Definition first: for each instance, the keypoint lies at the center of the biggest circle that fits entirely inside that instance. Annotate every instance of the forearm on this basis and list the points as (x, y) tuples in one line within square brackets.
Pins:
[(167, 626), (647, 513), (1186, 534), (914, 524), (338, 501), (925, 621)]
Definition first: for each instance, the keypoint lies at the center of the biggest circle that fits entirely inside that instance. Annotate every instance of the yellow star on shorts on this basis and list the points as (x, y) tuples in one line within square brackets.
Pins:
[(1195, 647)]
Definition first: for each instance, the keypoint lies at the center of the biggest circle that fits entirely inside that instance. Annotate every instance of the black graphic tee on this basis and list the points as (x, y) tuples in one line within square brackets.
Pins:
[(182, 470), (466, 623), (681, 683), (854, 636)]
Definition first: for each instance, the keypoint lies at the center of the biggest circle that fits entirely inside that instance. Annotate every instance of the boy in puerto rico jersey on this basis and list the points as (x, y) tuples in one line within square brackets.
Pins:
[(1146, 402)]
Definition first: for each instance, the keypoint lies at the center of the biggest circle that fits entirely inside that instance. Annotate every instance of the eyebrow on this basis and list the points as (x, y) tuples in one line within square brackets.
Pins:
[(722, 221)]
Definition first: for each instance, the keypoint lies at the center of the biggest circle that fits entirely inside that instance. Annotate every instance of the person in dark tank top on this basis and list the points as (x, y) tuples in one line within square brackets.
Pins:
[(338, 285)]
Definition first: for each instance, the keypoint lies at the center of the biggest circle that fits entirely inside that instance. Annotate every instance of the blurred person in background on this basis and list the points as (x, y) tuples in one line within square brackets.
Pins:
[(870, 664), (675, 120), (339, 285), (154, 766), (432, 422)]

-------

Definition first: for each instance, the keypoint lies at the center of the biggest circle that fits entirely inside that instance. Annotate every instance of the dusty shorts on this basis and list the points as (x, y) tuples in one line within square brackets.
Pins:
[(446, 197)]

-------

What you will do:
Repeat the listing verbatim, beginning at the line containing "boy in puerto" and ending after the line containing "[(338, 285)]".

Correct answer:
Definition first: for each instance, the keypoint lies at the center of the biggest circle that fits entirely inside that instance. Annotate every instance of the boy in puerto rico jersey on this basis and list the points as (x, y) tuples in one line within square brackets.
Pins:
[(1146, 402)]
Definition first: for each instance, the keypoint lies at the center of the biggest circle that fits entirely inside that instance. Annotate every instance of the eyebrow on this basis and list the points as (x, y) tuples in one line within square brackets.
Pins:
[(722, 221)]
Definition first: for each instance, the keypoint lies at the center of the biggest circle that fits entirely inside that instance. Annotate every instance of the person in dark tank top on this basis and list the points as (x, y) tuples in one line within square brackets.
Pins:
[(338, 285)]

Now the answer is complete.